--- WHAT THE TASK ASKS ---
In the article on child car seat testing, rewrite the passage between "Consumer Reports advises" and "margin of safety.", inclusive, changing "parents" to "caregivers".
### SOURCE DOCUMENT ###
Five child car safety seats tested by Consumer Reports “raised safety concerns when parts of each broke during testing”. The failures occurred when CR tested five different seats with dummies near each seat’s passenger weight limit in simulated car accidents, the magazine says. Consumer Reports said it “knows of no injuries related to the structural failures revealed in our crash tests.”
The five seats are:
- Britax Frontier ClickTight
- Britax Pioneer
- Cosco Finale
- Graco Atlas 65
- Harmony Defender 360.
Consumer Reports advises parents who have these models to continue using their child car seats unless they have one to replace it. Any car seat is better than no car seat, and these seats all provide a basic margin of safety.
If your child has been injured in a car accident due to the failure of a child safety seat, you should have a knowledgeable personal injury lawyer review the situation and discuss your legal options. Ryan Bisher Ryan & Simons represents Oklahomans who have been injured by faulty consumer products as well as those injured in car accidents caused by others’ negligence. Contact the lawyers at Ryan Bisher Ryan & Simons today to arrange a free no-obligation legal consultation.
### GIVEN DATA ###
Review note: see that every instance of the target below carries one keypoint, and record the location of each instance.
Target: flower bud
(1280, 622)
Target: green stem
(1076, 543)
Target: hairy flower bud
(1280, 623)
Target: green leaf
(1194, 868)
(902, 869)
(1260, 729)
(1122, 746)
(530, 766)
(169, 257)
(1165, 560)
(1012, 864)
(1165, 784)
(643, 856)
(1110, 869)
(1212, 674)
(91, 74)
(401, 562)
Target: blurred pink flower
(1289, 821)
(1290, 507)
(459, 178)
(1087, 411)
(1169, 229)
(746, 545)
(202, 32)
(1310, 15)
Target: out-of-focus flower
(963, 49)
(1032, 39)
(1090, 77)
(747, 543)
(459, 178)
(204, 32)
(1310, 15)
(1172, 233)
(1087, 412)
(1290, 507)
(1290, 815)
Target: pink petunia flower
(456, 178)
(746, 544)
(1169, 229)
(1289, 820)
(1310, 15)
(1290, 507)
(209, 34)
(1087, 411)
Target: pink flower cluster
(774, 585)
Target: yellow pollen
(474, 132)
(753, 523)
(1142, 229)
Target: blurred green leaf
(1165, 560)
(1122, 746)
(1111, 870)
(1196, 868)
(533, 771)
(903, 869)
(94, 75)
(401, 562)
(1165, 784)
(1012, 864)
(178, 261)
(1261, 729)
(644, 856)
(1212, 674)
###
### GIVEN DATA ###
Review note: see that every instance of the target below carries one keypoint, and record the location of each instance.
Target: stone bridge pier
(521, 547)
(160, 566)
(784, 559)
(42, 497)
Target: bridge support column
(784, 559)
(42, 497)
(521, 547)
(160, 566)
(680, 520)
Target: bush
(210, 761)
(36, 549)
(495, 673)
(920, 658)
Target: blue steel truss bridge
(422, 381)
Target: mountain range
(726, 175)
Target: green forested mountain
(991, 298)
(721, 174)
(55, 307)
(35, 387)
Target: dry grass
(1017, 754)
###
--- SOLUTION FOR THIS EXERCISE ---
Consumer Reports advises caregivers who have these models to continue using their child car seats unless they have one to replace it. Any car seat is better than no car seat, and these seats all provide a basic margin of safety.